# EXERCISE PROMPT:
Every record below should be printed exactly as given.

Records drawn from a dataset:
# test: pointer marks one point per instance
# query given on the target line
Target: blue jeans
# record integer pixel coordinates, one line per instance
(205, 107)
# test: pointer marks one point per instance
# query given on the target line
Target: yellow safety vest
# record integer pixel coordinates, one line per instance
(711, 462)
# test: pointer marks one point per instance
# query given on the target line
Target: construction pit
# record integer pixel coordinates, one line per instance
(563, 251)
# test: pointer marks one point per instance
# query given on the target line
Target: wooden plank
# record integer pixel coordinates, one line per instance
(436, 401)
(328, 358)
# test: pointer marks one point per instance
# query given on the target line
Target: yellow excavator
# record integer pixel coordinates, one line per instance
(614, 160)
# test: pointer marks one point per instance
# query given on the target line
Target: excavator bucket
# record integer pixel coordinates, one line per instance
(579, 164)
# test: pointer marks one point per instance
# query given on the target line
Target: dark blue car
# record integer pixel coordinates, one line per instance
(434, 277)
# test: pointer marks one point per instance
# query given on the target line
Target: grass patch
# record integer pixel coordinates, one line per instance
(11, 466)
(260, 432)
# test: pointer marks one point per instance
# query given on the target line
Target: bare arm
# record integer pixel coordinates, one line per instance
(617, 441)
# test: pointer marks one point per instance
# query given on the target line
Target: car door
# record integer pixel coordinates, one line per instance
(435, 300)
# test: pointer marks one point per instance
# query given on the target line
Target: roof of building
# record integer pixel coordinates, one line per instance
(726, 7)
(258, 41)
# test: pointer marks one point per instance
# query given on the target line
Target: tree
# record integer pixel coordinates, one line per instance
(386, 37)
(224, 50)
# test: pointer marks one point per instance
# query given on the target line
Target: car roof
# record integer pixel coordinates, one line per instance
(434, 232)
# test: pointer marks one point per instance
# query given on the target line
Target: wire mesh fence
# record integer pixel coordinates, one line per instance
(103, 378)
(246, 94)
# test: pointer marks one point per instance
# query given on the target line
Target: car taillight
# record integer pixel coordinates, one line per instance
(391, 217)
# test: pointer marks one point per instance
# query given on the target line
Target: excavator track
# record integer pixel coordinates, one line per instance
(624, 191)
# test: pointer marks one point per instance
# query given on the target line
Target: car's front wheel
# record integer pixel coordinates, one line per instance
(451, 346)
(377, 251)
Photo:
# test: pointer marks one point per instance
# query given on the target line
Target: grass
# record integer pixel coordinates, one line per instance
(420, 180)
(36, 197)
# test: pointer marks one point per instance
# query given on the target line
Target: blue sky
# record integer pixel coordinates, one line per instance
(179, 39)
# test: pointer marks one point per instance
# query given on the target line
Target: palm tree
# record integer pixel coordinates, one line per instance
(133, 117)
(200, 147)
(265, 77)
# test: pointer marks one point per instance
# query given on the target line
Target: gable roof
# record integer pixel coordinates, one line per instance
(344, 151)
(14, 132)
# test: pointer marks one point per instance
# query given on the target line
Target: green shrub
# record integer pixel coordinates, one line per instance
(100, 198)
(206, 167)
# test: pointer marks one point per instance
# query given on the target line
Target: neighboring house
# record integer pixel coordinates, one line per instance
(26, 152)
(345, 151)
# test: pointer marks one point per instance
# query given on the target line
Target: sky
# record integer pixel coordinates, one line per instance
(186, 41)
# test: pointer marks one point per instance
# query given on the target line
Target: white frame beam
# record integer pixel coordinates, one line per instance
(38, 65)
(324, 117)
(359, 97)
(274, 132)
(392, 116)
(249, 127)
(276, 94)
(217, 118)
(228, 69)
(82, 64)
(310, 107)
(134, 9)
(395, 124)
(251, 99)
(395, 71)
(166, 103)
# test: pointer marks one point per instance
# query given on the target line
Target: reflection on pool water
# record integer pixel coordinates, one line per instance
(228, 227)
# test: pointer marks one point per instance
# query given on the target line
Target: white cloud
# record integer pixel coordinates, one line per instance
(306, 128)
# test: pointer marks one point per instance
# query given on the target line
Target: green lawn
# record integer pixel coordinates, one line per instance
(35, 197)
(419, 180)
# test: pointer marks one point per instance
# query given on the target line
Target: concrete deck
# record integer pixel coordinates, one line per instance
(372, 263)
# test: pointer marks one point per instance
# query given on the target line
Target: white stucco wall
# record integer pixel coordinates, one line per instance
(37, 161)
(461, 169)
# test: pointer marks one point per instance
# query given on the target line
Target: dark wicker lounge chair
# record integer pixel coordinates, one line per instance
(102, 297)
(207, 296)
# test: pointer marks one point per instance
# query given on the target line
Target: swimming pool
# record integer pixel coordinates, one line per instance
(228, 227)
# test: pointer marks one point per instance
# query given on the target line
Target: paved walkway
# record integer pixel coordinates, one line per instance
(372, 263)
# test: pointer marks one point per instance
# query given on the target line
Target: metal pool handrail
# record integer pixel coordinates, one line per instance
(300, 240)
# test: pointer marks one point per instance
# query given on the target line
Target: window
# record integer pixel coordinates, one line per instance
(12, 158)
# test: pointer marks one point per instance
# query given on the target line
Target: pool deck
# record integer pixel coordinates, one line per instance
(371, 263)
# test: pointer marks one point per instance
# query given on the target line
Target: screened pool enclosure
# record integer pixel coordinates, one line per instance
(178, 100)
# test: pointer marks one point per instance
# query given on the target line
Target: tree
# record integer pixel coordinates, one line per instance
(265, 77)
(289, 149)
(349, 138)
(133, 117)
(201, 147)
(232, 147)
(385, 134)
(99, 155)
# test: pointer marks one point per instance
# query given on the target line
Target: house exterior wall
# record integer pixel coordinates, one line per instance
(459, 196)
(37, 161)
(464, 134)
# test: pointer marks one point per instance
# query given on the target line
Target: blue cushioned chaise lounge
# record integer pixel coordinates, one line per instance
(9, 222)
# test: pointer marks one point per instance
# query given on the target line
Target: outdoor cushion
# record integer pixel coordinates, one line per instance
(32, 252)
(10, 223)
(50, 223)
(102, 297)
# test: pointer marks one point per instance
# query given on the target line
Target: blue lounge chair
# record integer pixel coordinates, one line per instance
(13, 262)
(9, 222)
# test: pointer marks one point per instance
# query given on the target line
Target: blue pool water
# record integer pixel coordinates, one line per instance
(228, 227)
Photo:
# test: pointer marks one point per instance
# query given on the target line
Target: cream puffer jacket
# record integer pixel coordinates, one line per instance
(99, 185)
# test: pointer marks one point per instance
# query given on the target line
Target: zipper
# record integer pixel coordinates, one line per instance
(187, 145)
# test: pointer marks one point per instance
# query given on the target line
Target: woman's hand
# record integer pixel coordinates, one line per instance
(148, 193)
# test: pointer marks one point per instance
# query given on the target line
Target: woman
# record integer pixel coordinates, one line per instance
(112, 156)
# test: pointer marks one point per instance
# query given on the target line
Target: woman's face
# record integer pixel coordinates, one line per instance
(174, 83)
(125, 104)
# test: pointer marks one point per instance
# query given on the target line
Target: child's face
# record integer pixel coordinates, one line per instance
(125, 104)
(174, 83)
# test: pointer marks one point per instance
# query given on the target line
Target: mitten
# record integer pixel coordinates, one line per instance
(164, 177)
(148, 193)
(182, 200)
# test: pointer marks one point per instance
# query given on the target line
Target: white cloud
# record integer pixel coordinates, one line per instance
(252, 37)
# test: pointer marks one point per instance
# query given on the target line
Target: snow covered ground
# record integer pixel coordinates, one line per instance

# RESULT OF THIS TASK:
# test: pointer marks one point per instance
# query given on the target line
Target: blue jeans
# record integer pixel coordinates, one line per instance
(205, 107)
# test: pointer marks one point per instance
# query given on the target line
Target: yellow safety vest
# record integer pixel coordinates, one line per instance
(711, 462)
# test: pointer marks one point per instance
# query given on the target line
Target: construction pit
# record integer pixel coordinates, one line per instance
(563, 251)
# test: pointer marks one point per instance
# query given on the target line
Target: wooden plank
# record integer pixel coordinates, one line per instance
(436, 401)
(328, 358)
# test: pointer marks one point per instance
# query given on the target line
Target: yellow excavator
# record integer pixel coordinates, one line per instance
(614, 160)
# test: pointer marks one point per instance
# query given on the target line
Target: excavator bucket
# record integer pixel coordinates, one line per instance
(579, 164)
# test: pointer marks one point per instance
# query given on the target line
Target: dark blue car
# record integer pixel coordinates, one line per instance
(434, 277)
# test: pointer marks one point per instance
# query given on the target line
Target: grass patch
# record integer pixel coordinates, one line per instance
(11, 466)
(260, 432)
# test: pointer marks one point per instance
# query given on the target line
Target: bare arm
# record integer pixel coordinates, one line per instance
(617, 441)
# test: pointer marks one point per instance
# query given on the target line
Target: car door
# record integer pixel coordinates, one line per instance
(435, 300)
# test: pointer marks one point per instance
# query given on the target line
Target: roof of building
# record integer pixel coordinates, one line per instance
(726, 7)
(258, 41)
# test: pointer marks one point per instance
# query given on the target line
Target: tree
# record integer pixel coordinates, one line per instance
(386, 37)
(224, 50)
# test: pointer marks one point per instance
# query given on the target line
Target: car roof
# record integer pixel coordinates, one line per instance
(434, 232)
# test: pointer marks one point per instance
# query given on the target line
Target: wire mesh fence
# record integer pixel coordinates, one line per instance
(103, 378)
(246, 94)
# test: pointer marks one point per instance
# query given on the target line
Target: car taillight
# record integer pixel coordinates, one line per instance
(391, 217)
# test: pointer marks one point per instance
# query given on the target line
Target: excavator track
# record integer pixel coordinates, one line per instance
(624, 191)
# test: pointer marks one point per instance
# query given on the target line
Target: car's front wheel
# record integer pixel coordinates, one line per instance
(451, 346)
(377, 251)
Photo:
# test: pointer marks one point per instance
# query given on the target line
Target: grass
# record integer pixel coordinates, one line per instance
(420, 180)
(36, 197)
# test: pointer marks one point per instance
# query given on the target line
Target: blue sky
# record integer pixel coordinates, one line per instance
(179, 39)
# test: pointer marks one point per instance
# query given on the target line
Target: palm tree
# record integer pixel coordinates, one line per instance
(133, 117)
(200, 147)
(265, 77)
# test: pointer marks one point per instance
# query given on the target line
Target: gable roof
# record integer pixel coordinates, one line per instance
(344, 151)
(14, 132)
# test: pointer marks one point per instance
# query given on the target line
Target: green shrub
# record integer pixel coordinates, one line per instance
(100, 198)
(206, 167)
# test: pointer marks one point per instance
# query given on the target line
Target: neighboring house
# record integer pixel coordinates, one line per instance
(26, 152)
(345, 151)
# test: pointer marks one point per instance
# query given on the target line
Target: sky
# record integer pixel coordinates, one line per instance
(186, 41)
# test: pointer marks one point per instance
# query given on the target line
Target: white frame beam
# record integer pixel coordinates, one line per instance
(38, 65)
(324, 117)
(359, 97)
(274, 132)
(392, 116)
(249, 127)
(276, 94)
(217, 118)
(228, 69)
(82, 64)
(310, 107)
(134, 9)
(395, 124)
(251, 99)
(395, 71)
(166, 103)
# test: pointer marks one point per instance
# query given on the target line
Target: reflection on pool water
# record integer pixel coordinates, one line per instance
(228, 227)
# test: pointer marks one point per instance
# query given on the target line
Target: white cloud
# record integer pixel coordinates, one line per instance
(306, 128)
# test: pointer marks one point per instance
# query given on the target line
Target: green lawn
# record integer pixel coordinates, one line per instance
(35, 197)
(419, 180)
# test: pointer marks one point per instance
# query given on the target line
Target: concrete deck
# record integer pixel coordinates, one line per instance
(372, 263)
# test: pointer marks one point per instance
# query given on the target line
Target: white stucco wall
# record integer pixel coordinates, one line per instance
(37, 161)
(461, 169)
# test: pointer marks one point per instance
# query given on the target line
Target: dark wicker lounge chair
# record integer pixel coordinates, one line per instance
(102, 297)
(207, 296)
# test: pointer marks one point per instance
# query given on the target line
Target: swimming pool
# record integer pixel coordinates, one line per instance
(228, 227)
# test: pointer marks one point per instance
# query given on the target line
Target: paved walkway
# record integer pixel coordinates, one line per instance
(372, 263)
# test: pointer marks one point per instance
# query given on the target line
Target: metal pool handrail
# record integer pixel coordinates, one line per instance
(300, 240)
# test: pointer marks one point per instance
# query given on the target line
Target: window
# record integer pixel coordinates, one line per instance
(12, 158)
# test: pointer marks one point per instance
# query given on the target line
Target: pool deck
# record integer pixel coordinates, one line per instance
(371, 263)
# test: pointer marks one point per instance
# query given on the target line
Target: screened pool enclosure
# record integer pixel coordinates, one line per instance
(178, 100)
# test: pointer marks one point per instance
# query given on the target line
Target: tree
# record integer pixel coordinates, one line per instance
(265, 77)
(289, 149)
(349, 138)
(133, 117)
(201, 147)
(232, 147)
(385, 134)
(99, 155)
# test: pointer marks one point per instance
# query given on the target line
Target: house exterior wall
# record integer pixel coordinates, one line per instance
(459, 196)
(37, 161)
(464, 134)
# test: pointer marks one point per instance
# query given on the target line
Target: blue cushioned chaise lounge
# record integer pixel coordinates, one line per instance
(9, 222)
# test: pointer marks one point per instance
# query given on the target line
Target: outdoor cushion
# record integer pixel coordinates, one line per instance
(32, 252)
(10, 223)
(50, 223)
(102, 297)
# test: pointer marks one point per instance
# query given on the target line
Target: blue lounge chair
# record integer pixel coordinates, one line per instance
(13, 262)
(9, 222)
# test: pointer marks one point per instance
# query given on the target line
Target: blue pool water
# record integer pixel coordinates, one line per instance
(228, 227)
Photo:
# test: pointer marks one point per instance
# query given on the target line
Target: cream puffer jacket
# record integer pixel coordinates, one line per instance
(99, 185)
# test: pointer marks one point per instance
# query given on the target line
Target: zipper
# record integer pixel coordinates, one line per instance
(187, 145)
# test: pointer marks one point per instance
# query given on the target line
Target: woman's hand
# record integer pixel coordinates, one line per instance
(148, 193)
# test: pointer marks one point per instance
# query given on the target line
Target: woman
# record integer pixel coordinates, one line per instance
(112, 156)
# test: pointer marks one point per instance
# query given on the target line
Target: woman's face
# record integer pixel coordinates, one line per instance
(174, 83)
(125, 104)
# test: pointer marks one point per instance
# query given on the target line
Target: child's face
# record integer pixel coordinates, one line per instance
(125, 104)
(174, 83)
# test: pointer marks one point per instance
# query given on the target line
Target: mitten
# record integer pixel coordinates, one line per instance
(164, 177)
(148, 193)
(182, 200)
# test: pointer marks one point per instance
# query given on the target line
Target: white cloud
# record integer pixel coordinates, one line per instance
(252, 37)
# test: pointer marks one point per instance
# query given on the target line
Target: snow covered ground
# record integer pixel coordinates, one line per instance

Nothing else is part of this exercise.